Campus

‘This project is something really dear to my heart’

Through DCODE, Professor Elisa Giaccardi hopes to tackle the complex design challenges of a digital transformation of society in a holistic way.

Elisa Giaccardi : “We’re getting a lot of enthusiastic reactions, people say they’ve been waiting for a programme like this for a really long time.” (Photo: Hans Stakelbeek)

“We have just launched a new project called DCODE. It’s a European research network and PhD programme funded by Horizon 2020 MSCA Innovative Training Network. It’s something really dear to my heart. I have been working on the idea and the framework underpinning the project for about two years. I really wanted this focus and this team, so I’ve been waiting for everyone’s personal circumstances to be right. In the end, we brought home a stellar score at the first submission and we’re launching now, hiring for 15 PhD positions across five European countries.

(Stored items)
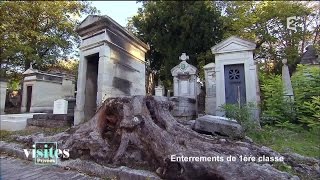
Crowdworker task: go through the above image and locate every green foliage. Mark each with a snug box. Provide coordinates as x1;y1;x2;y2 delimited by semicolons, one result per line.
247;125;320;158
218;1;320;74
220;103;259;132
0;1;96;72
127;1;223;87
291;65;320;128
259;73;295;126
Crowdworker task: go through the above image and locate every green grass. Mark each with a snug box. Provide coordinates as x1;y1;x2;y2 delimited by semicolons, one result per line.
0;127;68;142
247;126;320;158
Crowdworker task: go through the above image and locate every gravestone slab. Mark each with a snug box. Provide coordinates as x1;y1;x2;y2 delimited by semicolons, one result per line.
154;86;164;96
0;79;7;114
53;99;68;114
194;115;245;138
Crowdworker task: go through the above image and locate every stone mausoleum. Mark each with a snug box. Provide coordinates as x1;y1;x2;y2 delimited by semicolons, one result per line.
204;36;260;118
74;15;149;125
21;66;75;113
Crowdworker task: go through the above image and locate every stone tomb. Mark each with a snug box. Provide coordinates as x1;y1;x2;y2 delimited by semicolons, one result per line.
169;53;198;121
21;66;75;113
206;36;260;118
203;63;216;115
74;15;149;124
53;99;68;114
0;78;7;114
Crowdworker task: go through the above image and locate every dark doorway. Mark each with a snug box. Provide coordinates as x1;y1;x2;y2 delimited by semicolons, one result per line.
26;86;32;112
84;53;99;120
224;64;246;104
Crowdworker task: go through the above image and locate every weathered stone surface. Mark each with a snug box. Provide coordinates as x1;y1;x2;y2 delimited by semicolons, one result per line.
0;155;97;180
194;115;244;138
60;159;160;180
27;114;73;128
171;53;198;99
0;79;7;114
4;96;319;180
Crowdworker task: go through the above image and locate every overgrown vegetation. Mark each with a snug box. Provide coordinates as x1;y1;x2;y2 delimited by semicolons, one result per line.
0;127;68;142
259;73;295;126
221;103;260;132
292;65;320;128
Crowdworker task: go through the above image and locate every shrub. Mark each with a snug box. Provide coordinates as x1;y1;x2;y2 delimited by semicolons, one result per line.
260;74;295;124
291;65;320;128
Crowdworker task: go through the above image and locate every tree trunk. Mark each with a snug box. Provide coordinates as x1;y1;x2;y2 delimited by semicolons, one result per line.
20;96;320;180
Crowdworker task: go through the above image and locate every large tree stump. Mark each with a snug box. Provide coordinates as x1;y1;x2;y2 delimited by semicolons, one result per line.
18;96;318;179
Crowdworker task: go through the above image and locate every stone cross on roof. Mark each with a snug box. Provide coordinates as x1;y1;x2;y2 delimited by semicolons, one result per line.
179;53;189;61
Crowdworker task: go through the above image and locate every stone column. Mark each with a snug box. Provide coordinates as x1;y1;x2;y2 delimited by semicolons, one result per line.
0;79;7;114
282;59;293;100
74;50;87;125
97;44;115;105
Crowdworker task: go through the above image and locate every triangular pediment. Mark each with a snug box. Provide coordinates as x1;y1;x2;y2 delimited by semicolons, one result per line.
211;36;256;54
76;15;102;30
171;61;198;76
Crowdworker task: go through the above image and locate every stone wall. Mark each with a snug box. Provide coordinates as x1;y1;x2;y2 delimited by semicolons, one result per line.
27;114;73;128
21;80;74;112
0;80;7;114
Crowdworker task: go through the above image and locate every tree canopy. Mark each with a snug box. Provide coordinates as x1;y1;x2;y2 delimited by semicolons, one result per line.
128;1;223;87
0;1;97;76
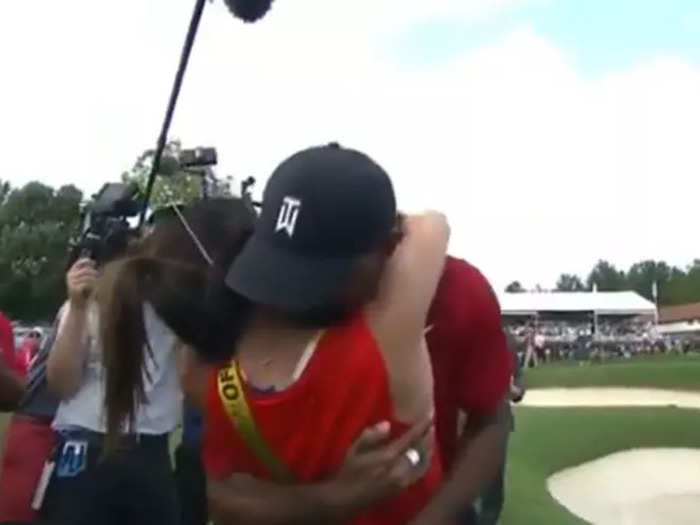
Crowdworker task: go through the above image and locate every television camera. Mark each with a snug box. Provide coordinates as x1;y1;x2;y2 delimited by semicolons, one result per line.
70;148;217;266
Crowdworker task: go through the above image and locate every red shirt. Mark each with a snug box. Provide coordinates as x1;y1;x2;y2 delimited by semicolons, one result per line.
203;316;441;525
426;257;513;468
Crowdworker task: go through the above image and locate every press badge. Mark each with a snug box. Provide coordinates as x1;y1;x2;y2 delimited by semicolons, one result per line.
32;459;56;511
56;441;88;478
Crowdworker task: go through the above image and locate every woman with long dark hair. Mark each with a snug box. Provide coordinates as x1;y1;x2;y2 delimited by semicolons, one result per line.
43;198;252;525
98;145;449;524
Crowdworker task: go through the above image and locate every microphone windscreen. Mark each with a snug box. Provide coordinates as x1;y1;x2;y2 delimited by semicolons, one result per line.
158;153;180;177
224;0;273;22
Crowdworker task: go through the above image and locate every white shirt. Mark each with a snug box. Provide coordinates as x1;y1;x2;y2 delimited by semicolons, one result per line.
52;303;182;434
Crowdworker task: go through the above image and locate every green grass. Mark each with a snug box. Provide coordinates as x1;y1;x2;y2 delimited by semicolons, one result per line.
524;356;700;390
500;407;700;525
0;356;700;525
501;356;700;525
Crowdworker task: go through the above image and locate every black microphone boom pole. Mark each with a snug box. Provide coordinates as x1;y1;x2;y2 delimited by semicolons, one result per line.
139;0;207;229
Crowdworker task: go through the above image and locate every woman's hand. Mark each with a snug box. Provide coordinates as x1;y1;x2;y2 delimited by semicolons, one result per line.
66;258;97;309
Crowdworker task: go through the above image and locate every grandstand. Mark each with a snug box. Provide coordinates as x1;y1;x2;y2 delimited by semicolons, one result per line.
659;303;700;334
498;292;656;319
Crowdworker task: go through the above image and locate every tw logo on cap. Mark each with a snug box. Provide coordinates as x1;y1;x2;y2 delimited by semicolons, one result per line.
275;197;301;237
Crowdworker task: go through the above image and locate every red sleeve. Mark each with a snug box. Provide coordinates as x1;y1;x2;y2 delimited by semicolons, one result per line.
202;370;234;478
454;267;513;415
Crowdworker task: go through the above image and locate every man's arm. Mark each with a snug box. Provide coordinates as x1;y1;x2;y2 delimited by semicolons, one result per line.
411;264;513;525
207;419;432;525
411;401;510;525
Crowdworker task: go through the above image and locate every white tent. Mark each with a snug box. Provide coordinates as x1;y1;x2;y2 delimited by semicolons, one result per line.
498;292;656;316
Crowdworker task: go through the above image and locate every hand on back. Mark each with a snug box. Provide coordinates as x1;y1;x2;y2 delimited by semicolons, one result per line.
66;258;97;308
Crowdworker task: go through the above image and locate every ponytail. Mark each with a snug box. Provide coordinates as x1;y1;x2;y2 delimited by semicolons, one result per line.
98;257;158;453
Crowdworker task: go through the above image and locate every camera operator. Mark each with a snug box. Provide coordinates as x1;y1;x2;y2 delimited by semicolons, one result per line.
39;231;182;525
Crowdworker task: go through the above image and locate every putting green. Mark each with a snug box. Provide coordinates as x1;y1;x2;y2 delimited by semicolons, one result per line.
500;357;700;525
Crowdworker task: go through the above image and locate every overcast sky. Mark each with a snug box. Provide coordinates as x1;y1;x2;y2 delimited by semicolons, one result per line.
0;0;700;288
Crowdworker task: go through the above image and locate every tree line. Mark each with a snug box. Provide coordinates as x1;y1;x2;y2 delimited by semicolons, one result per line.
0;140;231;322
506;259;700;306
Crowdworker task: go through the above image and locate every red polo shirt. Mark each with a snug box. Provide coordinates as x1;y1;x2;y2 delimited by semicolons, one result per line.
426;257;513;468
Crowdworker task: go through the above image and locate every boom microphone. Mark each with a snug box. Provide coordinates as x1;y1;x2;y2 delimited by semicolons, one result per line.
224;0;273;23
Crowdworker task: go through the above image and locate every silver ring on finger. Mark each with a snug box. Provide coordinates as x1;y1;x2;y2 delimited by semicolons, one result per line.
404;448;421;467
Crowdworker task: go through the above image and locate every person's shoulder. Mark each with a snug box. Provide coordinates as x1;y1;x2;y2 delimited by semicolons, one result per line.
0;311;12;331
439;256;500;311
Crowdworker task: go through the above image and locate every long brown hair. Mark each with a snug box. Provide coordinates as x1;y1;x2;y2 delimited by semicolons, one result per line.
98;199;254;451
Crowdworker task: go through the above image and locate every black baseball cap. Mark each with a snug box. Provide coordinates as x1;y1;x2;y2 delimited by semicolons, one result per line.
226;143;396;314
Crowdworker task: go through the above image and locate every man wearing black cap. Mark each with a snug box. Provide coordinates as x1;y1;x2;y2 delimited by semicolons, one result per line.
227;143;396;324
205;145;510;524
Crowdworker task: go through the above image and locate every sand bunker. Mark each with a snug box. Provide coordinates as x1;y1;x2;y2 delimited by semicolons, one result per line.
547;448;700;525
522;388;700;410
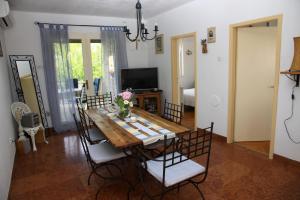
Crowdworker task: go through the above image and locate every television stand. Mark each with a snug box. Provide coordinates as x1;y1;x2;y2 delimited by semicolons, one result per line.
134;90;162;115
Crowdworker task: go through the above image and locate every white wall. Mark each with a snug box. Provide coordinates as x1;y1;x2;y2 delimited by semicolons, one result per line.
181;37;195;89
5;11;148;124
0;29;16;199
148;0;300;161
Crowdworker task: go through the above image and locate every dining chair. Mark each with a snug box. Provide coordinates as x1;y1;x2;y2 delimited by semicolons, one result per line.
139;122;214;199
162;99;183;124
86;92;112;109
73;114;132;199
76;98;105;144
80;83;87;103
93;78;101;96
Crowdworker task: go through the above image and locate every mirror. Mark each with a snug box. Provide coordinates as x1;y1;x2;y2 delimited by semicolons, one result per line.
9;55;48;128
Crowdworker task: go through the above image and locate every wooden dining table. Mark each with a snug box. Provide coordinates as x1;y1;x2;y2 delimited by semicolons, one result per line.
85;108;190;149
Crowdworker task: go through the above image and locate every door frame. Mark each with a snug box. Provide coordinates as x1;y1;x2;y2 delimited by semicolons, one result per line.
69;31;101;95
171;32;198;130
227;14;283;159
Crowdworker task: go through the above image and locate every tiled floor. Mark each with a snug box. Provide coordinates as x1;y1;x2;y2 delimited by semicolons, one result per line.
10;133;300;200
235;141;270;155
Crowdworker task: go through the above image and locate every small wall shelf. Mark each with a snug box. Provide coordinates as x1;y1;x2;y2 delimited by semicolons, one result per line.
280;71;300;87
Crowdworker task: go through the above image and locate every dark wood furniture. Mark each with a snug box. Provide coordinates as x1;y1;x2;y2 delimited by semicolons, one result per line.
85;108;189;149
134;90;162;115
139;122;214;200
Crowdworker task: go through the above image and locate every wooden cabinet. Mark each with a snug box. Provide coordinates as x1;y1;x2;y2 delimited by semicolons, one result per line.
134;90;162;115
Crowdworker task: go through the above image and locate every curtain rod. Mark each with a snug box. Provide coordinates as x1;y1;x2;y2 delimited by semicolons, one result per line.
34;21;124;28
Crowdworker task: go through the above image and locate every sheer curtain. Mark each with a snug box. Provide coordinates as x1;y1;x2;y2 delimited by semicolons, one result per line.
100;27;128;96
39;24;75;132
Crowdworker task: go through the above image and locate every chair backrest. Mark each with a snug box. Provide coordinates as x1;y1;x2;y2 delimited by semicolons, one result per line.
10;102;31;123
162;99;183;124
163;122;214;187
73;78;78;88
76;98;91;140
80;83;87;103
86;92;112;109
73;114;91;163
94;78;101;96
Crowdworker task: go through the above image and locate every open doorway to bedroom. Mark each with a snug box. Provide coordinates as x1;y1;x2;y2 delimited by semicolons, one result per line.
171;33;197;129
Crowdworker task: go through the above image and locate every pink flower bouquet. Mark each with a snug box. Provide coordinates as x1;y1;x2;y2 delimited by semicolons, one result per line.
115;90;134;118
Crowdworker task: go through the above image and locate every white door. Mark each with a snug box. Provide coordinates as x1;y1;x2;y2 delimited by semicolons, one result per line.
234;27;277;142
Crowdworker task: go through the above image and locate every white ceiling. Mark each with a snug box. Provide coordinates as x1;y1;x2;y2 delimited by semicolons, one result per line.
8;0;194;18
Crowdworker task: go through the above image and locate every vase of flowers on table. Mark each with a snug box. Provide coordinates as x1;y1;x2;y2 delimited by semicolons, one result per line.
115;90;133;119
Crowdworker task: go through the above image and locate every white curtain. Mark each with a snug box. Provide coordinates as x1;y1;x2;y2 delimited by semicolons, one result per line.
100;27;128;97
39;24;75;132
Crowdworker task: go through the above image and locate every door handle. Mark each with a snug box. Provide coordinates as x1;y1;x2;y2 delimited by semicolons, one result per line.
85;80;89;90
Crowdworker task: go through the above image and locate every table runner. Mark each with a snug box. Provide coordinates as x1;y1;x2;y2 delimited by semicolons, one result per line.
99;110;176;146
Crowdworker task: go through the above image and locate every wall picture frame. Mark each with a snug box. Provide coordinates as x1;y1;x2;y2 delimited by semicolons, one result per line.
207;27;216;43
155;34;164;54
0;41;3;57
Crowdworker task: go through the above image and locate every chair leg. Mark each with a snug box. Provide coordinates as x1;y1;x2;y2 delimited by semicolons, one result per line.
159;192;165;200
191;182;205;200
88;171;94;185
96;184;104;200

WORK INSTRUCTIONS:
1 – According to the article, how many PhD positions is DCODE hiring for?
2 – In the entries, copy out word for word the part that opens with the line containing "every stone wall." and closes with the line containing "98;145;449;524". Omit the pictures from your answer.
The article and the entries are separate material.

OUTPUTS FOR THE TASKS:
1 – DCODE is hiring for 15 PhD positions across five European countries.

2 –
Crowdworker task: go through the above image and locate every stone wall. Mark each with a snug box. Provide coordinates as x1;y1;x2;y2 delimited by semicolons, one result per line.
27;114;73;128
21;80;74;112
0;80;7;114
Crowdworker task: go through the above image and locate every tree canopy. Mark each with a snug box. Provide coordinates as x1;y1;x2;y2 delimited by semicolons, one result per line.
128;1;223;87
0;1;97;76
Crowdworker task: go through the above image and locate every television camera. Mark each with a snug box. Provide coordinates as x1;y1;x2;y2 delimited by semicolons, one result per line.
70;148;217;266
Crowdworker task: go through the above image and locate every red shirt. Mark each with a snug box. Provide coordinates as x1;y1;x2;y2 delimited by semicolons, one result per line.
203;316;441;525
426;257;513;468
Crowdworker task: go through the above image and locate every press badge. Mark each with a snug box. Provide coordinates as x1;y1;x2;y2 delimited by semicolons, one result per line.
32;459;56;511
56;441;88;478
Crowdworker task: go through the above image and locate every woman with long dark hair. Mark each with a snug box. Provide coordinates as x1;y1;x2;y2 delimited by semicolons, one result per line.
43;198;252;525
98;145;449;524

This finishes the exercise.